-- COMPLETE THE FOLLOWING --
1. Decide whether each statement agrees with the issue thread below: (a) Euclidean metrics capture the nuances of the data; (b) G-means assumes the clusters are sampled from a latent Gaussian distribution; (c) G-Means passes Anderson tests. For each one, answer yes or no and quote the words of the thread that settle it.
2. Extract the passage of the issue thread between "Open asturkmani opened" and "of the data.", inclusive, without changing any of its wording.
--- Start of QUOTED PASSAGE ---
Open asturkmani opened 7 years ago
Try comparing the hidden Markov process likelihood when instantiated randomly vs the ones instantiated from the G-Means found clusters
Compare the Anderson scores of G-Means clusters to Anderson scores of random GMMs
Objective: Uncover the generative model behind these data samples
Test:
[x] PCA dimensionality reduction
[x] Cluster with k-means
Conclusion: The principal modes only reveal information expressing which apps are mostly used. While this is interesting, it doesn't tell us much about the generative latent space. Euclidean metrics don't capture the nuances of the data.
[x] Cluster/Model with G-means G-means assumes the clusters are sampled from a latent Gaussian distribution. Consequently, each cluster represents samples from a distribution in a latent space, where each cluster indicates an underlying individual state, for example, focus on work, bored, actively checking social media, etc
[x] Cluster/Model with Gaussian Mixture Models using G-Means algorithm
[x] Use Variational Autoencoders to learn latent representation
Conclusions: Some Gaussian structure exists in the data since G-Means passes Anderson tests, however, the captured structure is still a little vague and there may be more information to be learned from dimensionality reduction techniques that account for time dependency.
[x] LSTM embedding matrix for dimensionality reduction
[ ] LSTM encoder-decoder for sequence-to-sequence modelling
[ ] LSTM encoder-decoder with attention mechanism
[x] Hidden Markov Model to infer generative Markovian process
[x] (Variational) Autoencoder with time-dependency
--- End of QUOTED PASSAGE ---
--- Start of ENTRIES PROVIDED ---
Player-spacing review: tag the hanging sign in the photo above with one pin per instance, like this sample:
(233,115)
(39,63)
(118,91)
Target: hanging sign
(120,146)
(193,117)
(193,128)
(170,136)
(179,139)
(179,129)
--- End of ENTRIES PROVIDED ---
-- COMPLETED EXERCISE --
1.
(a) No: "Euclidean metrics don't capture the nuances of the data."
(b) Yes: "G-means assumes the clusters are sampled from a latent Gaussian distribution."
(c) Yes: "Some Gaussian structure exists in the data since G-Means passes Anderson tests"

2.
Open asturkmani opened 7 years ago
Try comparing the hidden Markov process likelihood when instantiated randomly vs the ones instantiated from the G-Means found clusters
Compare the Anderson scores of G-Means clusters to Anderson scores of random GMMs
Objective: Uncover the generative model behind these data samples
Test:
[x] PCA dimensionality reduction
[x] Cluster with k-means
Conclusion: The principal modes only reveal information expressing which apps are mostly used. While this is interesting, it doesn't tell us much about the generative latent space. Euclidean metrics don't capture the nuances of the data.